##### Material supplied #####

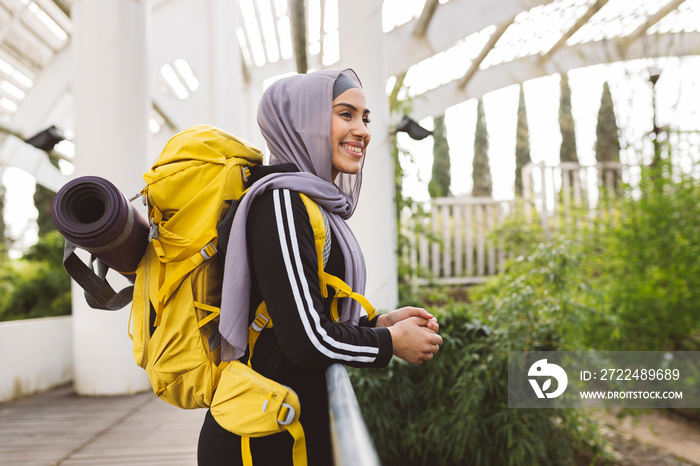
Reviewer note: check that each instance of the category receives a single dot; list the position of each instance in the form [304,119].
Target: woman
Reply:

#####
##### Material supplied #####

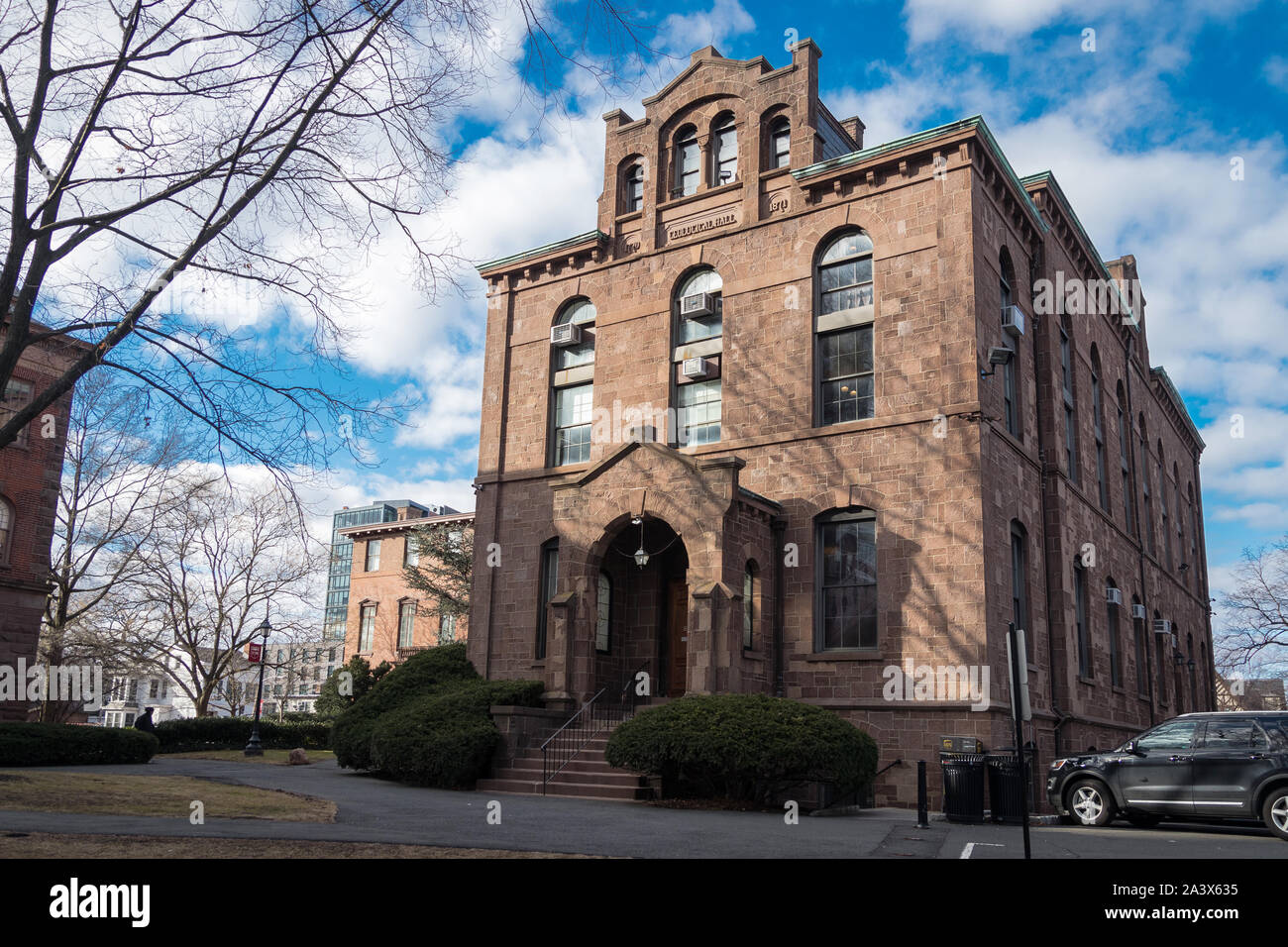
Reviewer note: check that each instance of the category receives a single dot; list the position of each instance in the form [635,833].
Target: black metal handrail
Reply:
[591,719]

#####

Identify the lines above with the word "category". Copy them.

Reviewer note: check that each instance of the category receives a single dot; list the position of each instance in the form [304,119].
Reviewer note: check that each instance of the category receives a single dot; list the position of each instance in the form [635,833].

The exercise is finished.